— start of Page excerpt —
King always said, accurately, that his interview secret was to ask a simple question, then sit back and listen to the answer. He wanted the spotlight to shine on the guest, he said, and he followed that plan so well and for so long that he ended up becoming a star himself.

With a raspy voice that never completely lost its Brooklyn roots, thick glasses and a signature pair of suspenders, King was embedded so deeply in popular culture that he guest-starred as himself in more than 60 movie and TV productions. Five different Saturday Night Live performers impersonated him.

The real-life King, who started as a disc jockey on a small Miami radio station in 1957, didn’t get to that stature overnight. He only became a national institution after CNN hired him in 1995 for the evening talk show Larry King Live, which would run for two decades.

But he’d been laying the groundwork for years. The reason a handful of interviewers rise above the large interview pack is that they can secure the guests everybody else wants. Larry King methodically made his way to the front of that pack.

He did it by the simple trick of making guests feel comfortable. His questions would not be veiled accusations. They would not be implicit demands that the guests explain themselves or justify some action. They would not place the guest on the defensive. The guest would not become a target.

It was not “gotcha” journalism. It was a cordial conversation during which the guest could decide how much or how little he or she wanted to say. It wasn’t that King never followed up or pressed. His interviews just stopped short of arguments.

This made him an inviting host. It also got him labeled the master of softballs, providing guests a forum to slip around troubling or awkward matters for which they should be called to account.

While King rejected the softball label, he acknowledged some of its premise. He famously said he did as little interview preparation as possible, preferring to get information as the interview went along, and he allowed that Larry King Live was more “infotainment” than straight journalism.

Whatever his intentions and motives, it landed him presidents and entertainers like Prince who almost never talked to anybody. After O.J. Simpson was acquitted of murder, his first interview went to Larry King.

If King didn’t wring confessions out of his guests, his fondness for seeming non sequiturs often elicited fun facts. Who’s your favorite baseball player, what’s your favorite breed of dog, how do you feel about aliens.
— end of Page excerpt —
— start of Given records —
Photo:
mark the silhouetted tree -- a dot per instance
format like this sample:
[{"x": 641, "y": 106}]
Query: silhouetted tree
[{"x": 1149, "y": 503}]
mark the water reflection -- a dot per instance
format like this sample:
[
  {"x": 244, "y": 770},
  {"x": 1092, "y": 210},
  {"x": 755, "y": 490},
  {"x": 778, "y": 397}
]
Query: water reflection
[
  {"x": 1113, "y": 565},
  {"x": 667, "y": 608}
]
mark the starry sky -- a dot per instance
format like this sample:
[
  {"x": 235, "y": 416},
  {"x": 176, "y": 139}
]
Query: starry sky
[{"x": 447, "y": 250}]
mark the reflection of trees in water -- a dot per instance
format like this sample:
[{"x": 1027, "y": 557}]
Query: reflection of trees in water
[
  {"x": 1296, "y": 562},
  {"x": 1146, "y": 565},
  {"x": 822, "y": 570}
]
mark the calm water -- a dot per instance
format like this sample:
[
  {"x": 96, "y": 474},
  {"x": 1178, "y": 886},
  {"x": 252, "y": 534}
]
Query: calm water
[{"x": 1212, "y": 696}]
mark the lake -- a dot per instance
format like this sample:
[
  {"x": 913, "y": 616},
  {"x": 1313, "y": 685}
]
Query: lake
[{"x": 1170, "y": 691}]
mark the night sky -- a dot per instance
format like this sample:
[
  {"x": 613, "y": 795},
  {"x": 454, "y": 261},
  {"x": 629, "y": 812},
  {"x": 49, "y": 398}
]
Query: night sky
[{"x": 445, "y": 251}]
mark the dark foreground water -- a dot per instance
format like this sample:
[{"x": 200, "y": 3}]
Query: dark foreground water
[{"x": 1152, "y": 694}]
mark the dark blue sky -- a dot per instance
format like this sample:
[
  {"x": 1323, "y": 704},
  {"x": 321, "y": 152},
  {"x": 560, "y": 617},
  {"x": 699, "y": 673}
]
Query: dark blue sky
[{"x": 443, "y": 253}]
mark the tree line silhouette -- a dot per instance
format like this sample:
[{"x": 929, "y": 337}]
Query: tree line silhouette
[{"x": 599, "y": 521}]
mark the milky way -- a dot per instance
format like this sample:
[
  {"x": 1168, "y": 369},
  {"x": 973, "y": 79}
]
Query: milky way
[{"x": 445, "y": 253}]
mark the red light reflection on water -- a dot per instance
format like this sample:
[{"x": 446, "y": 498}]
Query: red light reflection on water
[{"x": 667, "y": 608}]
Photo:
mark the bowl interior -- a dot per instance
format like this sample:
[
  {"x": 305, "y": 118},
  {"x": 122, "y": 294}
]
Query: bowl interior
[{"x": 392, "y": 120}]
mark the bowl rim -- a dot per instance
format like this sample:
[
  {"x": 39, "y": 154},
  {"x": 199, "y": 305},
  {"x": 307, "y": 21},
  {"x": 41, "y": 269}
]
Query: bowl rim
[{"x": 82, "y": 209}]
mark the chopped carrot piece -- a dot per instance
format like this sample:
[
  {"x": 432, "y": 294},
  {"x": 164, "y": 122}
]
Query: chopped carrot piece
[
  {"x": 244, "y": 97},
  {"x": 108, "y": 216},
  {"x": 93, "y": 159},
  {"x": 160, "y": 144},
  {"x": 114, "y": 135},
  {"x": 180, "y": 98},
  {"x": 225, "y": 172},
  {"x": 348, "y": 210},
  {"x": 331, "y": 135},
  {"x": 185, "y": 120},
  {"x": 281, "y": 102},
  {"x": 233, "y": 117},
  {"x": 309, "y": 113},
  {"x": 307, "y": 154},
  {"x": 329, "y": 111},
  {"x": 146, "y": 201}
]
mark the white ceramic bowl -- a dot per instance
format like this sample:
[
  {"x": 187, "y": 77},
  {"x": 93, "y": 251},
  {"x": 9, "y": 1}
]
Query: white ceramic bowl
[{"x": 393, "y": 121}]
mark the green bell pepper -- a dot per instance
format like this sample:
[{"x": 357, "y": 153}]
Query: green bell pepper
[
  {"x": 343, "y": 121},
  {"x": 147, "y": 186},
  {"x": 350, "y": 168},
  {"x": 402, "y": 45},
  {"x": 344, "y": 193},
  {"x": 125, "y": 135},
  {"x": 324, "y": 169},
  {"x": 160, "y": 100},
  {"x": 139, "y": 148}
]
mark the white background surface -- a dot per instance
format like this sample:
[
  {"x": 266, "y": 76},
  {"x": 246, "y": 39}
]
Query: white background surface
— end of Given records —
> _Required work_:
**a)** Reproduce the Larry King passage from "Whatever his intentions" to "feel about aliens.", substituting "basketball" for "baseball".
**b)** According to the Larry King passage, how did King begin his career, and in what year?

> _Answers to the exercise_:
**a)**
Whatever his intentions and motives, it landed him presidents and entertainers like Prince who almost never talked to anybody. After O.J. Simpson was acquitted of murder, his first interview went to Larry King.

If King didn’t wring confessions out of his guests, his fondness for seeming non sequiturs often elicited fun facts. Who’s your favorite basketball player, what’s your favorite breed of dog, how do you feel about aliens.

**b)** As a disc jockey on a small Miami radio station in 1957.